## [WORK INSTRUCTIONS]
Can you reproduce all of the data below word for word, with the pictures left out of your answer?

[Image point annotation entries]
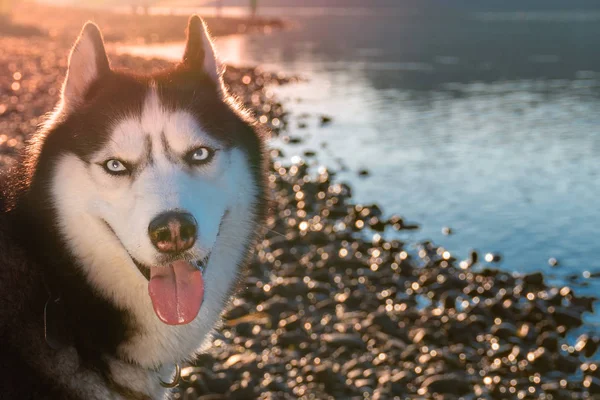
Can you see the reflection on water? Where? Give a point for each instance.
(486, 123)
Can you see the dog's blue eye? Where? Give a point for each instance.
(115, 167)
(199, 155)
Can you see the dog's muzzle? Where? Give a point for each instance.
(173, 232)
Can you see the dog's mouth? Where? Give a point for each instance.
(145, 270)
(176, 289)
(175, 286)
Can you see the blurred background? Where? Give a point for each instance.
(476, 119)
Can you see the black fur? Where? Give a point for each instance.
(35, 264)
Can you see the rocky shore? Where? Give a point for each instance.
(333, 309)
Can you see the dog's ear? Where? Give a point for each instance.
(199, 52)
(87, 62)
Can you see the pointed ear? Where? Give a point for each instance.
(87, 62)
(199, 51)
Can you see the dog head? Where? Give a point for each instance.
(155, 183)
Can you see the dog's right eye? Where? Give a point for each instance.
(115, 167)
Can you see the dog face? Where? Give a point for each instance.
(156, 183)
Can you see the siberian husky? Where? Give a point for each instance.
(125, 225)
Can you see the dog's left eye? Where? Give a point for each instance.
(198, 156)
(115, 167)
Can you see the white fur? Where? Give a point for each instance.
(211, 65)
(85, 195)
(82, 71)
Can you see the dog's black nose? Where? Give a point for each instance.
(173, 232)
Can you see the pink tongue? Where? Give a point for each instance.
(177, 292)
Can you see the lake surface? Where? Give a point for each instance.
(484, 122)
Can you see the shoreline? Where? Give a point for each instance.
(125, 27)
(331, 308)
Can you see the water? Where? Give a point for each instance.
(484, 122)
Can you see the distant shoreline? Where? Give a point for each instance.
(125, 27)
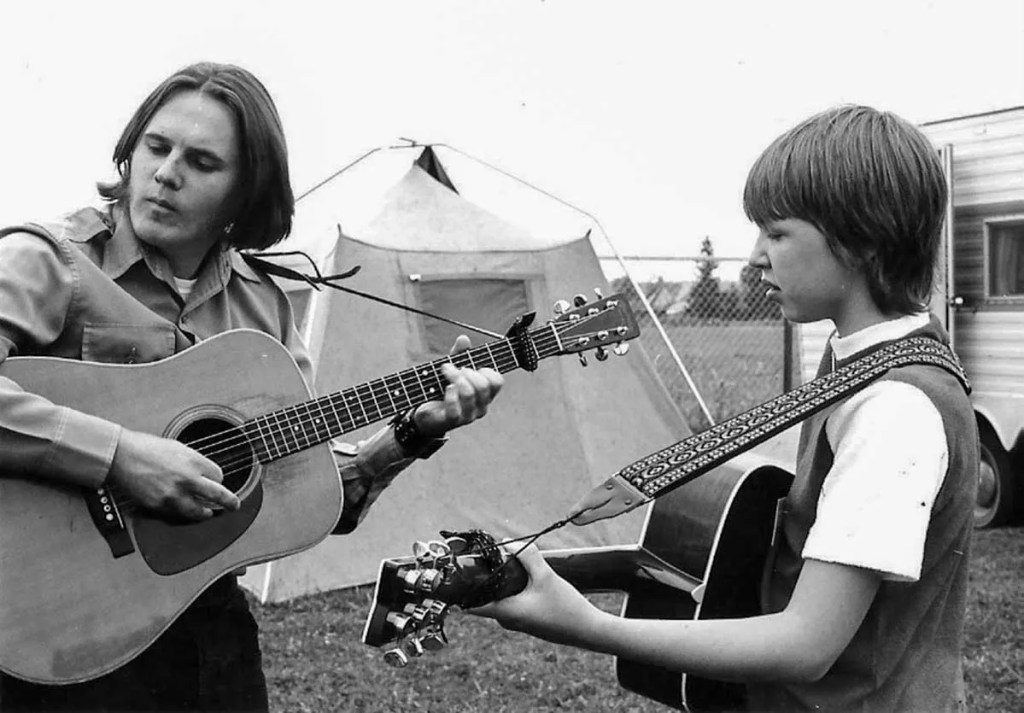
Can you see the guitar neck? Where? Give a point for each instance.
(283, 432)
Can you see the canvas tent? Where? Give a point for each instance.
(550, 436)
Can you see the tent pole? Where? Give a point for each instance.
(622, 263)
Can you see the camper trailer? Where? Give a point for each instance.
(980, 293)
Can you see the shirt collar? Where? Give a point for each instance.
(845, 347)
(125, 249)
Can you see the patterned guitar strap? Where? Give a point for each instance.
(667, 469)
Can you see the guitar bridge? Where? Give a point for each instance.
(107, 516)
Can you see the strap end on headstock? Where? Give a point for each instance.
(613, 497)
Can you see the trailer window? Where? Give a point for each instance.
(1005, 247)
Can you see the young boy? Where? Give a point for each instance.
(864, 607)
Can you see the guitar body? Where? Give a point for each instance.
(717, 529)
(71, 609)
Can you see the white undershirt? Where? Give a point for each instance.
(184, 287)
(890, 460)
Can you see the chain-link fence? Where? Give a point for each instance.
(732, 347)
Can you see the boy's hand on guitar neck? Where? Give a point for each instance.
(168, 476)
(549, 607)
(466, 399)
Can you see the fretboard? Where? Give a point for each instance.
(289, 430)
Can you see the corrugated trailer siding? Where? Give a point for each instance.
(988, 156)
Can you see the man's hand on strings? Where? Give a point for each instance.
(466, 399)
(168, 476)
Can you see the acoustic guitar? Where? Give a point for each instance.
(706, 546)
(701, 555)
(86, 583)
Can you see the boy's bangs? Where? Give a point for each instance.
(776, 187)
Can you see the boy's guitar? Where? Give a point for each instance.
(700, 556)
(87, 584)
(705, 546)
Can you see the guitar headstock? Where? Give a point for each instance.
(607, 322)
(414, 595)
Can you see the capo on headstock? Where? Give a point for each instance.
(415, 594)
(522, 342)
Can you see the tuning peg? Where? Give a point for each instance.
(436, 607)
(399, 621)
(440, 552)
(395, 658)
(413, 646)
(421, 580)
(433, 639)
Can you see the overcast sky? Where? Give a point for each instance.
(646, 115)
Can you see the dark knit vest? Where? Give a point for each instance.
(906, 654)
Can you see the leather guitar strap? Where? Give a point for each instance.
(667, 469)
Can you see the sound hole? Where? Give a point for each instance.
(222, 443)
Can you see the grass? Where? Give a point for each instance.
(315, 663)
(734, 365)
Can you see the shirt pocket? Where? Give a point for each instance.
(127, 343)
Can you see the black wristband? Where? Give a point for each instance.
(413, 443)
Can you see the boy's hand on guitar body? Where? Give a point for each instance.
(549, 607)
(467, 397)
(168, 476)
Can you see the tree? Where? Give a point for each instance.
(706, 294)
(756, 303)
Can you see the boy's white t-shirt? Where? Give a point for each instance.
(890, 461)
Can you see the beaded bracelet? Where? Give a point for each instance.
(413, 443)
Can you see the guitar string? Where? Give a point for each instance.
(542, 336)
(239, 439)
(378, 390)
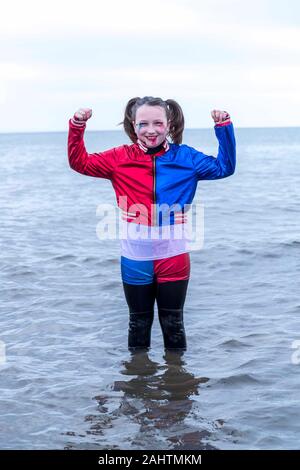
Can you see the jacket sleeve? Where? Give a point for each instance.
(211, 168)
(100, 165)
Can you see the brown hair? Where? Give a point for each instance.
(173, 111)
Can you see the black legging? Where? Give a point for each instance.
(170, 298)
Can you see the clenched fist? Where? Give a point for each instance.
(220, 117)
(83, 114)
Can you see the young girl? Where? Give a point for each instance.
(151, 172)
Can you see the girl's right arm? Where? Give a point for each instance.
(100, 165)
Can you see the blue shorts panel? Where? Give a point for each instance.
(137, 272)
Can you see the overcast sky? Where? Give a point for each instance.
(56, 56)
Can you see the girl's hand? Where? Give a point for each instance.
(220, 117)
(83, 114)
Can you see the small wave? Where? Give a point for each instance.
(233, 343)
(239, 379)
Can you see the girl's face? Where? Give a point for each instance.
(151, 125)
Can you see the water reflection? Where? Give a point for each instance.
(154, 402)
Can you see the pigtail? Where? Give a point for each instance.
(128, 118)
(175, 115)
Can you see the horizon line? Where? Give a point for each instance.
(122, 130)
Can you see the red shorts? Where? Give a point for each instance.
(175, 268)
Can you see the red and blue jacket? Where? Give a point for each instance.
(169, 177)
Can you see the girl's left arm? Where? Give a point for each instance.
(208, 167)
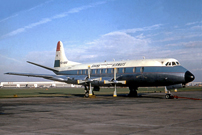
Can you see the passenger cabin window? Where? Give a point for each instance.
(124, 70)
(106, 71)
(112, 70)
(173, 63)
(142, 69)
(95, 71)
(134, 70)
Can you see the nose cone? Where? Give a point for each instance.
(189, 77)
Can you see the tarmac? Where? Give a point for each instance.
(148, 114)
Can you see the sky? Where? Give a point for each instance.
(98, 30)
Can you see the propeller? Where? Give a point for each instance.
(115, 82)
(90, 88)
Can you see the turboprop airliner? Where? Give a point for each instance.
(131, 73)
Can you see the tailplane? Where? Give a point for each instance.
(60, 57)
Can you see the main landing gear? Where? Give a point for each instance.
(169, 95)
(133, 92)
(86, 95)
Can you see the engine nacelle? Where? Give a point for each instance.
(176, 86)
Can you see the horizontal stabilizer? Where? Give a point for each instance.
(52, 69)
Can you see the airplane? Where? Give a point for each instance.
(131, 73)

## [SOLUTION]
Can you see the reflection on water? Where? Give a point for each instance.
(486, 123)
Can you see the dog's blue eye? Where? Give a point for each instance.
(115, 167)
(199, 155)
Can you see the dog's muzzle? Where? Give a point for each instance.
(173, 232)
Can you see the dog's mouth? Where? Give a point for each instance.
(145, 270)
(176, 289)
(175, 286)
Can you see the blurred background? Where? Give a point for each instance.
(476, 119)
Can you see the black fur? Where? Give a point for each instance.
(35, 264)
Can you see the rocky shore? Where? Give a point for each instance.
(333, 309)
Can you see the dog's ear? Where? Give a point for each instance.
(199, 52)
(87, 62)
Can you see the pointed ear? Where? Give a point for each instance.
(87, 62)
(199, 51)
Can you see the dog head? Where? Give a point for each instance.
(155, 183)
Can you see the dog's right eye? Where? Give a point for each instance.
(115, 167)
Can you see the dog face? Where? Give a point for each instance.
(156, 183)
Can you see the siberian husky? Where? Give a point for each instance.
(125, 225)
Can you see the dog's left eye? Where? Give a point for each instance.
(198, 156)
(115, 167)
Can you see the white fur? Where? Give a point for each instance.
(211, 65)
(85, 195)
(82, 71)
Can you see the dog's black nose? Where? Give a point for each instance.
(173, 232)
Can you see the pink tongue? Where? Give a point for each instance.
(177, 292)
Can you see the lake surface? Where? Give a point for each instance.
(484, 122)
Can you see the shoreline? Where? Give a point for each instance.
(125, 27)
(331, 308)
Can you see the water? Where? Give a point for each instance.
(484, 122)
Can you see the distant shoreline? Where? Give a point for each instance.
(125, 27)
Can you see the guitar neck? Where? Give a point for each instance.
(283, 432)
Can you see the canvas tent? Where? Give a point for each instance.
(550, 436)
Can you see the tent pole? Where? Give a point for each instance.
(622, 263)
Can you see the camper trailer? Where? Give a point for each instance.
(980, 293)
Can you see the shirt collar? Where? Give a point for each instance.
(845, 347)
(125, 249)
Can you see the patterned guitar strap? Where? Give a point for each instance.
(667, 469)
Can you see the guitar bridge? Where? Give a point for each instance.
(107, 516)
Can you see the strap end on headstock? Where? Give a point for each instance.
(613, 497)
Can you see the trailer window? Where? Give a point for each instance.
(1005, 247)
Can you see the young boy? Where? Give a point for each instance.
(864, 607)
Can you see the guitar body? Where? Give a point for each instance.
(717, 529)
(71, 609)
Can you see the white undershirt? Where? Give a point for each instance.
(184, 287)
(890, 460)
Can you see the chain-link fence? Where? Give a point for each instance.
(732, 347)
Can you see the boy's hand on guitar neck? Where? Give a point for each instance.
(168, 476)
(549, 607)
(466, 399)
Can you see the fretboard? Where? Give a point for each instance.
(289, 430)
Can you see the corrugated trailer siding? Where? Give a point for each instance.
(988, 156)
Can you see the man's hand on strings? Where? Give a point for each instance.
(466, 399)
(168, 476)
Can you see the acoustic guitar? Where? Give a point for each instance.
(706, 546)
(701, 555)
(86, 583)
Can you see the boy's bangs? Where? Give a point for each instance.
(776, 187)
Can you see the boy's guitar? Where? Give a point for each instance.
(700, 556)
(87, 584)
(705, 546)
Can you see the guitar headstock? Where? Give a point for each instance.
(607, 322)
(414, 595)
Can you see the capo on headstock? Where? Give a point for each instance.
(415, 594)
(522, 342)
Can you see the tuning peg? Where? Give a point for each instance.
(436, 607)
(399, 621)
(440, 552)
(395, 658)
(413, 646)
(421, 580)
(433, 639)
Can you see the overcast sky? Where? Give a point for each instance.
(646, 115)
Can you see the dark knit vest? Where? Give a point for each instance.
(906, 654)
Can you see the leather guitar strap? Where? Give a point for each instance.
(667, 469)
Can you see the sound hole? Where? Give a point for each instance.
(222, 443)
Can you see the grass? Where? Give a point for each instance.
(315, 663)
(734, 365)
Can you see the shirt pocket? Where? Give a point for each instance.
(127, 343)
Can you see the black wristband? Where? Give a point for each instance.
(413, 443)
Can you see the boy's hand on guitar body? Where? Give a point for each instance.
(549, 607)
(467, 397)
(168, 476)
Can you see the tree? Where? Give a point for each instance.
(706, 294)
(756, 303)
Can you see the boy's white t-shirt? Where? Give a point for each instance.
(890, 461)
Can you see the beaded bracelet? Where? Give a point for each instance.
(413, 443)
Can you see the guitar string? Where? Give a point for each instance.
(542, 336)
(239, 439)
(378, 390)
Can you see the jacket sleeve? Where? Give a point for each instance.
(211, 168)
(100, 165)
Can you see the brown hair? Where? Give a point for each instance.
(173, 111)
Can you see the black legging? Where? Give a point for each instance.
(170, 298)
Can you see the clenched fist? Where? Give a point for each instance.
(220, 117)
(83, 114)
Can you see the young girl? Where? Give a point for each instance.
(151, 172)
Can you see the girl's right arm? Where? Give a point for each instance.
(100, 165)
Can you see the blue shorts panel? Where? Give a point for each instance.
(137, 272)
Can you see the overcast sky? Where? Give a point for each instance.
(56, 56)
Can you see the girl's hand? Where? Give a point for each instance.
(220, 117)
(83, 114)
Can you see the small wave? Where? Give a point for each instance.
(233, 343)
(239, 379)
Can you see the girl's face? Where? Give a point for each instance.
(151, 125)
Can you see the water reflection? Where? Give a point for each instance.
(154, 402)
Can you see the pigtail? Where? Give a point for each instance.
(128, 118)
(175, 115)
Can you see the horizon line? Where? Give a point for each instance.
(122, 130)
Can you see the red shorts? Where? Give a point for each instance.
(175, 268)
Can you see the red and blue jacket? Where? Give a point for each instance.
(169, 177)
Can you see the girl's left arm? Where? Give a point for each instance.
(208, 167)
Can you see the passenger cabin window? Where? Give a point for each instance.
(124, 70)
(106, 71)
(112, 70)
(173, 63)
(142, 69)
(95, 71)
(134, 70)
Can you see the nose cone? Where? Give a point for each instance.
(189, 77)
Can you see the tarmac? Where? Give a point for each instance.
(148, 114)
Can you see the sky? Where? Give a point for each instance.
(98, 30)
Can you see the propeller? Where? Give a point for each instance.
(115, 82)
(90, 88)
Can you see the turboprop airliner? Where? Give a point for each instance.
(131, 73)
Can you see the tailplane? Where? Give a point for each instance.
(60, 57)
Can you see the main landing gear? Where? Give a point for each instance.
(169, 95)
(133, 92)
(86, 95)
Can you see the engine nacelle? Where? Give a point for each instance.
(176, 86)
Can you see the horizontal stabilizer? Where? Give a point for each instance.
(52, 69)
Can you see the airplane? Where? Give a point for each instance.
(131, 73)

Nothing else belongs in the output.